GIVEN PROBLEM >> Reproduce each line of the material precisely.

════════════════

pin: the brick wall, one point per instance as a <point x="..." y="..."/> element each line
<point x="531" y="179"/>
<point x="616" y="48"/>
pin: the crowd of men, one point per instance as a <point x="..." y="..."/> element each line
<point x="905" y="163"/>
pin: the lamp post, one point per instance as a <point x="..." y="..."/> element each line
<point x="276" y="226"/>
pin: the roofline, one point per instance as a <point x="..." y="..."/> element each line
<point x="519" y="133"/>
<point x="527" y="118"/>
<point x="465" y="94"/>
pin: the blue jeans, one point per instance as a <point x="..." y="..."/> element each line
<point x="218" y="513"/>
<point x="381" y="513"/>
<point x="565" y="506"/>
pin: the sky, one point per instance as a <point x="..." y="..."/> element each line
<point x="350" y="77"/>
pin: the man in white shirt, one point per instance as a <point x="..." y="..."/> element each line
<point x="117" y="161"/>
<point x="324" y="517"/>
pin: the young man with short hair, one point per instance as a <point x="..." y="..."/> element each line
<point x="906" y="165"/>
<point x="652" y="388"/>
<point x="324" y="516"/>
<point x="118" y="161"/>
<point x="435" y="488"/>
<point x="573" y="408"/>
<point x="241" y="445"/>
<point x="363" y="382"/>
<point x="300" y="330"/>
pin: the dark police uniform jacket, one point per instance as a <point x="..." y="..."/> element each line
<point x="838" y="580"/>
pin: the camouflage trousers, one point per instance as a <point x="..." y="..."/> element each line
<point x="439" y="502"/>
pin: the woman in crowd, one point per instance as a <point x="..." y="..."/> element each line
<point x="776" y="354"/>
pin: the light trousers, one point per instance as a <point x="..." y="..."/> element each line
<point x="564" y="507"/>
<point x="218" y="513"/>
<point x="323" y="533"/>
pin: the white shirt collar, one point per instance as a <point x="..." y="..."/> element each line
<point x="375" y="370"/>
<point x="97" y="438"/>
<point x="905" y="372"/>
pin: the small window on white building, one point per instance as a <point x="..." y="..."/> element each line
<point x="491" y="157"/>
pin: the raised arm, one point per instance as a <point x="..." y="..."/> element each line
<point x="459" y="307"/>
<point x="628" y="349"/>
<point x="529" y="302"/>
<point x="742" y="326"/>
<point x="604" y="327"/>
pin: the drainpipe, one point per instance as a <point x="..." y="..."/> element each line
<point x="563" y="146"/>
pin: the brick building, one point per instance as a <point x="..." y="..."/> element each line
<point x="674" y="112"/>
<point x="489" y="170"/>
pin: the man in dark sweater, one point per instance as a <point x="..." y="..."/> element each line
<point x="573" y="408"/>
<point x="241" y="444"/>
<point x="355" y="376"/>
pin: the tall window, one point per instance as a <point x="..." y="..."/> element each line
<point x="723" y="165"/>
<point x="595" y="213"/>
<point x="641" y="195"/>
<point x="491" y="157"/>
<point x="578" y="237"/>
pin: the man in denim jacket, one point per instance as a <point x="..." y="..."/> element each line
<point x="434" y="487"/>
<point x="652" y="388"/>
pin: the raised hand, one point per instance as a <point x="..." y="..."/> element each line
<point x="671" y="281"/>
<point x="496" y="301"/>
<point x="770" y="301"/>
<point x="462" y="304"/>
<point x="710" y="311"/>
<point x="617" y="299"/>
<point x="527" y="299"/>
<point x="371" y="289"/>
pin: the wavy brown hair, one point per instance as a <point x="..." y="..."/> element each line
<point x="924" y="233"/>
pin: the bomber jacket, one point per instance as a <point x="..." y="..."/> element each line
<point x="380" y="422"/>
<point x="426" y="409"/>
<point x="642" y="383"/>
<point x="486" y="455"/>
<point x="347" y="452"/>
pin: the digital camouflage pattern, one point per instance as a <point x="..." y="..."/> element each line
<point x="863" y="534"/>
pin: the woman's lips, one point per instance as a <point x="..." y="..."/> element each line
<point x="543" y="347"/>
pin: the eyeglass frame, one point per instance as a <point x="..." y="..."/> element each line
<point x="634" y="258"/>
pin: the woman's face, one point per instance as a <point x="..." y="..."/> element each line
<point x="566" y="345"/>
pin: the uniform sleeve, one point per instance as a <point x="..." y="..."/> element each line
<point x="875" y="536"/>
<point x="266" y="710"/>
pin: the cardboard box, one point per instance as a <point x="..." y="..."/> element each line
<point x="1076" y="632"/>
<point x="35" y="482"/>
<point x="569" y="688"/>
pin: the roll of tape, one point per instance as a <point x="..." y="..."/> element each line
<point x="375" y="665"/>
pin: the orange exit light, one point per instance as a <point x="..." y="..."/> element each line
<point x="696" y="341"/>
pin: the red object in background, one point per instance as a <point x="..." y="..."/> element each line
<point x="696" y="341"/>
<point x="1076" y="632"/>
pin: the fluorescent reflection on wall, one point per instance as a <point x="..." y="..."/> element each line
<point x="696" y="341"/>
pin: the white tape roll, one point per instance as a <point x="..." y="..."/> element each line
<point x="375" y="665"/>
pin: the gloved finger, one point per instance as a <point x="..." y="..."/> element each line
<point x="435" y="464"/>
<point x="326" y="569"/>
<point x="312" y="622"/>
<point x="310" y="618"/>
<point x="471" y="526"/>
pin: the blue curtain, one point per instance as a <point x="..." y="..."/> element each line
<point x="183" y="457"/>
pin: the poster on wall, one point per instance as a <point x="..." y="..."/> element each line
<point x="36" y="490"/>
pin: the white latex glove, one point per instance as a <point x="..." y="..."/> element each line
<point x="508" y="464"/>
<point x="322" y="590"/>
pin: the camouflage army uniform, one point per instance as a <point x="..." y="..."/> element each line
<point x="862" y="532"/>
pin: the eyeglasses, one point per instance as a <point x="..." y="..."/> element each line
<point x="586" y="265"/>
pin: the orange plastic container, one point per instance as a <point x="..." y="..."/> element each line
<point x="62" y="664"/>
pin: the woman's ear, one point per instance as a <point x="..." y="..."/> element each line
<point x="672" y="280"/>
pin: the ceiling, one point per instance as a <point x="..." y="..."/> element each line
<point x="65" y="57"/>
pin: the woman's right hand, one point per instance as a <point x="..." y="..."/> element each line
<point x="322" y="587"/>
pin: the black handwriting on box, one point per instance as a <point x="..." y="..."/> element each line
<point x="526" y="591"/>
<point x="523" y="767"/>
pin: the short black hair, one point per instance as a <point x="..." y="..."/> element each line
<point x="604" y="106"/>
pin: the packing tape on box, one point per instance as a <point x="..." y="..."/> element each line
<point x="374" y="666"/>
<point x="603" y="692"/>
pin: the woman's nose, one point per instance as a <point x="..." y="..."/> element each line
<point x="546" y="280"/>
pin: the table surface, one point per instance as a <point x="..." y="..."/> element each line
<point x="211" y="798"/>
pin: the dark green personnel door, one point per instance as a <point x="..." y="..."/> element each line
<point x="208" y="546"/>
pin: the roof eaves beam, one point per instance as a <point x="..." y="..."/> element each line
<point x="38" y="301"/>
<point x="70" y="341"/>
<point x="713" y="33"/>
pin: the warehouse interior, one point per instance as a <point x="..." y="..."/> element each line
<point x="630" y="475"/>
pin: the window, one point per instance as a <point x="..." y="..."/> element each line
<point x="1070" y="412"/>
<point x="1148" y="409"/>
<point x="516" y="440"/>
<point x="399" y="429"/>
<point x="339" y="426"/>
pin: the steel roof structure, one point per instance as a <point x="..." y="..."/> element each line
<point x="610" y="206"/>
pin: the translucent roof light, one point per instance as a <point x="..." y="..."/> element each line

════════════════

EXERCISE RESULT >>
pin: the brick wall, one point per instance as a <point x="..." y="..."/> element each line
<point x="531" y="179"/>
<point x="616" y="48"/>
pin: the crowd of men, one point per instance as a <point x="..." y="..."/> element each line
<point x="905" y="163"/>
pin: the lamp post, one point per instance as a <point x="..." y="..."/> element each line
<point x="276" y="226"/>
pin: the roofline, one point per instance as a <point x="..." y="..."/> element each line
<point x="519" y="133"/>
<point x="527" y="118"/>
<point x="465" y="94"/>
pin: the blue jeans, one point per instance as a <point x="..." y="..."/> element each line
<point x="218" y="513"/>
<point x="381" y="513"/>
<point x="565" y="506"/>
pin: the sky, one point per instance as a <point x="..." y="..."/> element each line
<point x="350" y="77"/>
pin: the man in white shirt, one point per instance as a <point x="..." y="..."/> element each line
<point x="117" y="161"/>
<point x="324" y="517"/>
pin: the young man with short hair, one point per instance as a <point x="..." y="..."/> element each line
<point x="906" y="165"/>
<point x="652" y="388"/>
<point x="324" y="516"/>
<point x="118" y="161"/>
<point x="435" y="488"/>
<point x="573" y="408"/>
<point x="241" y="445"/>
<point x="363" y="382"/>
<point x="300" y="330"/>
pin: the dark police uniform jacket, one point per instance as a <point x="..." y="..."/> element each line
<point x="838" y="580"/>
pin: the camouflage trousers, one point per instance as a <point x="..." y="..."/> element each line
<point x="439" y="502"/>
pin: the woman in crowd, one point per instance as a <point x="..." y="..."/> element each line
<point x="776" y="354"/>
pin: the light trousers, one point per instance as a <point x="..." y="..."/> element each line
<point x="564" y="507"/>
<point x="218" y="513"/>
<point x="323" y="533"/>
pin: the white shirt collar, one point per instance as a <point x="..." y="..."/> element each line
<point x="375" y="370"/>
<point x="97" y="438"/>
<point x="905" y="372"/>
pin: the small window on white building, one point per instance as a <point x="..." y="..."/> element each line
<point x="491" y="157"/>
pin: the raised arm, one point per instance as a <point x="..." y="..."/> element each line
<point x="459" y="307"/>
<point x="628" y="349"/>
<point x="529" y="302"/>
<point x="742" y="326"/>
<point x="604" y="327"/>
pin: the drainpipe, one point per instance as a <point x="..." y="..."/> element each line
<point x="563" y="146"/>
pin: the brick building, one point per instance as a <point x="..." y="..."/> element each line
<point x="674" y="112"/>
<point x="489" y="170"/>
pin: the man in dark sweater, one point per instance as a <point x="..." y="..."/> element each line
<point x="573" y="408"/>
<point x="241" y="444"/>
<point x="355" y="376"/>
pin: the tall window, one point per instance as a <point x="..." y="..."/> element each line
<point x="723" y="165"/>
<point x="595" y="213"/>
<point x="641" y="195"/>
<point x="491" y="157"/>
<point x="578" y="237"/>
pin: the man in denim jacket, one point per instance as a <point x="..." y="..."/> element each line
<point x="434" y="487"/>
<point x="652" y="388"/>
pin: the raised hand, one point per instance as a <point x="..." y="..."/> element each line
<point x="671" y="281"/>
<point x="496" y="301"/>
<point x="770" y="301"/>
<point x="462" y="304"/>
<point x="710" y="311"/>
<point x="617" y="299"/>
<point x="527" y="299"/>
<point x="371" y="289"/>
pin: the wavy brown hair, one point per instance as a <point x="..." y="..."/> element each line
<point x="924" y="233"/>
pin: the bomber jacket, one point per instance as a <point x="..." y="..."/> element each line
<point x="380" y="422"/>
<point x="426" y="409"/>
<point x="642" y="383"/>
<point x="486" y="455"/>
<point x="347" y="452"/>
pin: the digital camouflage pattern, one point per instance as a <point x="..." y="..."/> element each line
<point x="863" y="534"/>
pin: the woman's lips, one point per instance as a <point x="..." y="..."/> element each line
<point x="543" y="347"/>
pin: the eyeglass frame, one point per instance as a <point x="..." y="..."/> element each line
<point x="634" y="258"/>
pin: the woman's face, one point per instance as a <point x="..." y="..."/> element each line
<point x="566" y="345"/>
pin: the uniform sleeve, one point per instance as a <point x="..." y="..."/> element each line
<point x="875" y="536"/>
<point x="266" y="710"/>
pin: the cardboard box, one point per instance as a <point x="..." y="..."/> element each line
<point x="1076" y="632"/>
<point x="35" y="482"/>
<point x="569" y="688"/>
pin: the roll of tape, one point per instance as a <point x="..." y="..."/> element each line
<point x="375" y="665"/>
pin: the orange exit light, one point per instance as a <point x="..." y="..."/> element each line
<point x="696" y="341"/>
pin: the red object in background, one point per instance as a <point x="..." y="..."/> element each line
<point x="696" y="341"/>
<point x="1076" y="632"/>
pin: the fluorescent reflection on wall, one point per instance as a <point x="..." y="..."/> element each line
<point x="696" y="341"/>
pin: the white tape roll, one point per instance as a <point x="..." y="..."/> element each line
<point x="375" y="665"/>
pin: the gloved finger, one point per instance as a <point x="..." y="..."/> element each line
<point x="435" y="464"/>
<point x="326" y="569"/>
<point x="312" y="622"/>
<point x="310" y="618"/>
<point x="471" y="526"/>
pin: the blue curtain, one point per instance as a <point x="..." y="..."/> element each line
<point x="183" y="457"/>
pin: the poster on wall, one point per instance as a <point x="..." y="..."/> element each line
<point x="36" y="490"/>
pin: the white latex glove, one point per instance as a <point x="..." y="..."/> element each line
<point x="508" y="464"/>
<point x="322" y="590"/>
pin: the camouflage army uniform, one point per instance as a <point x="..." y="..."/> element each line
<point x="862" y="532"/>
pin: the eyeglasses, one point per instance as a <point x="..." y="..."/> element each line
<point x="586" y="265"/>
pin: the orange plastic container, one point per instance as a <point x="..." y="..."/> element each line
<point x="62" y="664"/>
pin: the woman's ear, one point per instance as a <point x="..." y="..."/> element each line
<point x="672" y="280"/>
pin: the ceiling, one point per instance as a <point x="..." y="..."/> element each line
<point x="65" y="57"/>
pin: the woman's right hand, one point per instance as a <point x="..." y="..."/> element each line
<point x="322" y="587"/>
pin: the black handwriting on box, one point per instance as a <point x="..." y="..."/> element each line
<point x="526" y="591"/>
<point x="523" y="767"/>
pin: the short black hair, one point per instance as a <point x="..." y="..."/> element each line
<point x="604" y="106"/>
pin: the packing tape on box, one point per instance as a <point x="..." y="..."/> element each line
<point x="374" y="666"/>
<point x="603" y="692"/>
pin: the woman's nose, one point per instance as a <point x="..." y="..."/> element each line
<point x="546" y="280"/>
pin: the table surface, one point per instance as a <point x="..." y="..."/> element each line
<point x="211" y="798"/>
pin: the dark green personnel door, one point per instance as a <point x="..." y="..."/> element each line
<point x="208" y="546"/>
pin: the roof eaves beam, one point per instance as a <point x="..." y="..."/> element each line
<point x="38" y="301"/>
<point x="70" y="341"/>
<point x="713" y="33"/>
pin: the warehouse interior, one point per instance as a <point x="..." y="..."/> element each line
<point x="630" y="475"/>
pin: the window, one point per instance as a <point x="..." y="..."/> element each line
<point x="1070" y="412"/>
<point x="1148" y="409"/>
<point x="516" y="440"/>
<point x="399" y="429"/>
<point x="339" y="426"/>
pin: the steel roof structure, one point per instance as a <point x="..." y="..."/> element each line
<point x="610" y="206"/>
pin: the translucent roof light, one point per instance as a <point x="..." y="..."/> element each line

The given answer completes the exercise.